* EXERCISE REQUIREMENTS
Exactly how many lines below mention "hair"? Answer with that number alone.

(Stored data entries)
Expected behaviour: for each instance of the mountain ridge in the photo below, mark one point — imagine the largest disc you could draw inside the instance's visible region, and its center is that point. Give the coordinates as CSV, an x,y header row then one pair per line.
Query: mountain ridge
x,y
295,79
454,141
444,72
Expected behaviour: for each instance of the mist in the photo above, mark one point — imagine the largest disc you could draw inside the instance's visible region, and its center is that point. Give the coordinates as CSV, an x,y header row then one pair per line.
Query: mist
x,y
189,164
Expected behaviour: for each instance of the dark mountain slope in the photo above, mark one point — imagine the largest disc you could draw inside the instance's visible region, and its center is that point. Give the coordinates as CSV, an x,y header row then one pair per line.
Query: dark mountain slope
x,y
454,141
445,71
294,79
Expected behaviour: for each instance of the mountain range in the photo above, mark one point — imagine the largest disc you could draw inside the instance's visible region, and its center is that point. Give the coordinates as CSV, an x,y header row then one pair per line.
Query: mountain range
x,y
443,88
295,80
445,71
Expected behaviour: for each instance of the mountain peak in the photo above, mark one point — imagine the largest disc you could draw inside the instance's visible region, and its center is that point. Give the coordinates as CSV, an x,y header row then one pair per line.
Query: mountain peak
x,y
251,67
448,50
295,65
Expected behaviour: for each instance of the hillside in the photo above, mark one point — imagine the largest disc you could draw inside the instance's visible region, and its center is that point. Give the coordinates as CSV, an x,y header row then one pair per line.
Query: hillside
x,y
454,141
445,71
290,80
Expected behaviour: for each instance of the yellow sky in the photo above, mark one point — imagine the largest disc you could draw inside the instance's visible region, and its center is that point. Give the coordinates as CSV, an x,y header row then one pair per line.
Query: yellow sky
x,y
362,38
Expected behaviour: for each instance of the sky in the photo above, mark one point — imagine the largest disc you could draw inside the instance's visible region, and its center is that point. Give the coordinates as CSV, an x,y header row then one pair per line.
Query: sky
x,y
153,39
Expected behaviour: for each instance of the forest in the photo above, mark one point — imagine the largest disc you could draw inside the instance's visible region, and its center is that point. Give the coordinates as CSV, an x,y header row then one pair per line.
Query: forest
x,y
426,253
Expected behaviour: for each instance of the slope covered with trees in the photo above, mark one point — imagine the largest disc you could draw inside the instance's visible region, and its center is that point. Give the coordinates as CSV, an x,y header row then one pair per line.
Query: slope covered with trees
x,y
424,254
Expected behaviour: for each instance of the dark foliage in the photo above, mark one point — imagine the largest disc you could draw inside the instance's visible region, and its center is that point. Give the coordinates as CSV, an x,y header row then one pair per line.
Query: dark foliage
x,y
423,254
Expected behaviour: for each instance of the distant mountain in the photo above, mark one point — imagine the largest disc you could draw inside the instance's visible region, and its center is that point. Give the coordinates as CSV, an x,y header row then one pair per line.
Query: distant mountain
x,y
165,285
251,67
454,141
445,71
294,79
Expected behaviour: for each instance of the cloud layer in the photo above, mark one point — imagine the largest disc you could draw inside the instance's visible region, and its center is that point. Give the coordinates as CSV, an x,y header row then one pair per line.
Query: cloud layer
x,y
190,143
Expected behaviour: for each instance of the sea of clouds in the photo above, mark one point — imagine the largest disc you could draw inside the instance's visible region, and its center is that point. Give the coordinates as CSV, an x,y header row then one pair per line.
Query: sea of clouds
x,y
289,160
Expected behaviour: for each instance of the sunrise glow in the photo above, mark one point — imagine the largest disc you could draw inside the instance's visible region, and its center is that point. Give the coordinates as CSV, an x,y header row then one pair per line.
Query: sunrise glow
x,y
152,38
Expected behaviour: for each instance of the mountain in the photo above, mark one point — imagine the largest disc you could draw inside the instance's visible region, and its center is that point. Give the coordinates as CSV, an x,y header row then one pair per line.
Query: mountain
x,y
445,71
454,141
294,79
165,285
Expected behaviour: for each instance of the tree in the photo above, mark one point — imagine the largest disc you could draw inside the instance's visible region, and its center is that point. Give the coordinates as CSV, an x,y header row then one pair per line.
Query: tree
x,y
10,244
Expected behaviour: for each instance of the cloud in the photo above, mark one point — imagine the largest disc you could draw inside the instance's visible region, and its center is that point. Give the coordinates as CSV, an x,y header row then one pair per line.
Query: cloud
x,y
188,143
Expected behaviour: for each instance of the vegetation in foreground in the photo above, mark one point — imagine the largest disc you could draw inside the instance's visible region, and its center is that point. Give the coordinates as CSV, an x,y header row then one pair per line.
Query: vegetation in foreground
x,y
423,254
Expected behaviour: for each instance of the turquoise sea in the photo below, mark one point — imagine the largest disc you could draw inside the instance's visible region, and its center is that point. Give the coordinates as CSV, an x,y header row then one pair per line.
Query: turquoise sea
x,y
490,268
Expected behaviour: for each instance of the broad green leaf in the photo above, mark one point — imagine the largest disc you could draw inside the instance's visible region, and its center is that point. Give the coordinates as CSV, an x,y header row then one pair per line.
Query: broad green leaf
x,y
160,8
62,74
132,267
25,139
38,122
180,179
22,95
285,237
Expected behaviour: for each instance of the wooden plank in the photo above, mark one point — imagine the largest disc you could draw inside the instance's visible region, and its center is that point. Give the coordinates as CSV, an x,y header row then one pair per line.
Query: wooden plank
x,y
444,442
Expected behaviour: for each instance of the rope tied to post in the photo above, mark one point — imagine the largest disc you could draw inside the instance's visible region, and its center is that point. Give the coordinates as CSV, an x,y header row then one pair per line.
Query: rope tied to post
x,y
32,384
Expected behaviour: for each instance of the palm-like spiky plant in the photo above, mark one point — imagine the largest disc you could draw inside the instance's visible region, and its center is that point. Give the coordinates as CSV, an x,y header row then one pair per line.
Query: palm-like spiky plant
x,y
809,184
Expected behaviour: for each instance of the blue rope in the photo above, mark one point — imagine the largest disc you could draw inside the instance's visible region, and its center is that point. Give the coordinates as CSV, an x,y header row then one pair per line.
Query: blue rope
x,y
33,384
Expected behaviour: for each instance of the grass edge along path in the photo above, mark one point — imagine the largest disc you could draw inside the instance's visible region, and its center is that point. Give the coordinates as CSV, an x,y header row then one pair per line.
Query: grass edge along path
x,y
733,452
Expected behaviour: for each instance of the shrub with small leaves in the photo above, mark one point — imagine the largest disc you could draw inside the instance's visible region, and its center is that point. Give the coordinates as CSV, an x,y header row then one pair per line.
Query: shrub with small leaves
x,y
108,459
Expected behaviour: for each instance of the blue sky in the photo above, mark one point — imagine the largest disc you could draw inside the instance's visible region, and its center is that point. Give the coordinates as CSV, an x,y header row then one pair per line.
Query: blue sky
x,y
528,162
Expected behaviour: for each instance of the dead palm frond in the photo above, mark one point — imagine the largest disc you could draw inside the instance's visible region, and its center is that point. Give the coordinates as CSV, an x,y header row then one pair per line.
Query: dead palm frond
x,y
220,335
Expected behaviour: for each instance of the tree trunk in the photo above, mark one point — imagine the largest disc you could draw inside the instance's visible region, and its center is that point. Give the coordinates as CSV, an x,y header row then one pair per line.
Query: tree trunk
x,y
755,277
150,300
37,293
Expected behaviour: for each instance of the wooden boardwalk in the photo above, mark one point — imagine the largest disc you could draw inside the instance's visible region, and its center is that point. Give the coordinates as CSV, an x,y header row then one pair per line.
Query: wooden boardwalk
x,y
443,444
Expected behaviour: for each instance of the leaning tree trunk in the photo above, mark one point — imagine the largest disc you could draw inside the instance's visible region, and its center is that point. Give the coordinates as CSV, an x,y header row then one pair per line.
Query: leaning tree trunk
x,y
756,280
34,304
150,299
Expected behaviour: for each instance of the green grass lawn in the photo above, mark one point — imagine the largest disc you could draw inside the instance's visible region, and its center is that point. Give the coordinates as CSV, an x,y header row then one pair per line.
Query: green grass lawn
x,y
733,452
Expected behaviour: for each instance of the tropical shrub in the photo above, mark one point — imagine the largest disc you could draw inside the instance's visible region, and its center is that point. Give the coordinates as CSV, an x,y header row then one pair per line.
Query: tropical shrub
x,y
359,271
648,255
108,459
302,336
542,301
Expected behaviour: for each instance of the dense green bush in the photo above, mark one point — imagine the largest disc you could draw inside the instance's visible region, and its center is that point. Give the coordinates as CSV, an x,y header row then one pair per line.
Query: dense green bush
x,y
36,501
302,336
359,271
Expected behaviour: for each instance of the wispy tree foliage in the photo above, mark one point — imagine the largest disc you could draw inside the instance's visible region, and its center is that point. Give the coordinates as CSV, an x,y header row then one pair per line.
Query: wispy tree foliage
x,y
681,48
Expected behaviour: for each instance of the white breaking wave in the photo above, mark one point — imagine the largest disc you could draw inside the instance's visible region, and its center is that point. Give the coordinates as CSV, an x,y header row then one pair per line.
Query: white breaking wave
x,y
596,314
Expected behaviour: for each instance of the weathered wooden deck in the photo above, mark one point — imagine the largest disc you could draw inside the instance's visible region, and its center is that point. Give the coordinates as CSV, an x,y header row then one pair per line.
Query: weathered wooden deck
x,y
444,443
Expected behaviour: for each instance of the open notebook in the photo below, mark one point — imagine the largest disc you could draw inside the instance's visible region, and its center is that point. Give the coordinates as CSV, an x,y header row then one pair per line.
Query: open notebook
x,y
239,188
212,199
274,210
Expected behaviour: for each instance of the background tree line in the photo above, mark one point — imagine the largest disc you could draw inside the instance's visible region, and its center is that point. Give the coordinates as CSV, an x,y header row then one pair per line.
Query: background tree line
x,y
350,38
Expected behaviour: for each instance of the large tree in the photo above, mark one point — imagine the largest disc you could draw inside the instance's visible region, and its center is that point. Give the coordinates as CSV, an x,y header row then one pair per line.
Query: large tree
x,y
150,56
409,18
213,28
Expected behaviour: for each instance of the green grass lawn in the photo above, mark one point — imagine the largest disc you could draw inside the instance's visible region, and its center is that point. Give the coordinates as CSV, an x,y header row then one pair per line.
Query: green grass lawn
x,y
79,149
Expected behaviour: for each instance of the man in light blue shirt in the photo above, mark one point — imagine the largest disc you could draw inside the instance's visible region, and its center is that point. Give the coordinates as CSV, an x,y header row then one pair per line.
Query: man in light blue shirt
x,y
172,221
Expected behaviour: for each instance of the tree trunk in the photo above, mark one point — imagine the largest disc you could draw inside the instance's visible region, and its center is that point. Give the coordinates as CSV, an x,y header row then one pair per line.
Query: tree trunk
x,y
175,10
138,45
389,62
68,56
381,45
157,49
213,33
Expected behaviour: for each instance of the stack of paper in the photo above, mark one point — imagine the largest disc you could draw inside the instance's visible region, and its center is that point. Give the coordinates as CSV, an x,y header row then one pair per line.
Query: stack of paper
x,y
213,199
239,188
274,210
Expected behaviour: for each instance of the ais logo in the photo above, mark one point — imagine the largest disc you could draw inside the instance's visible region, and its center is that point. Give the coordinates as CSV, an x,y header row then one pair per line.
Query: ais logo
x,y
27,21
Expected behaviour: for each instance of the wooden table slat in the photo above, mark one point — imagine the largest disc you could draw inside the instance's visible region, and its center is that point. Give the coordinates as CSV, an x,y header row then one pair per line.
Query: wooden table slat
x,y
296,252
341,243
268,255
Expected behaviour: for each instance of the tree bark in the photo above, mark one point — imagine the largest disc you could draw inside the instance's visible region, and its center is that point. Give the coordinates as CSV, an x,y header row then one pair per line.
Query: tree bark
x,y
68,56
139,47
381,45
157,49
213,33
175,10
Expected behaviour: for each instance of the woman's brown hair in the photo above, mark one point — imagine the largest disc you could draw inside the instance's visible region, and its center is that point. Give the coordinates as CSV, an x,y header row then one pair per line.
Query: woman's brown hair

* WRITTEN SOLUTION
2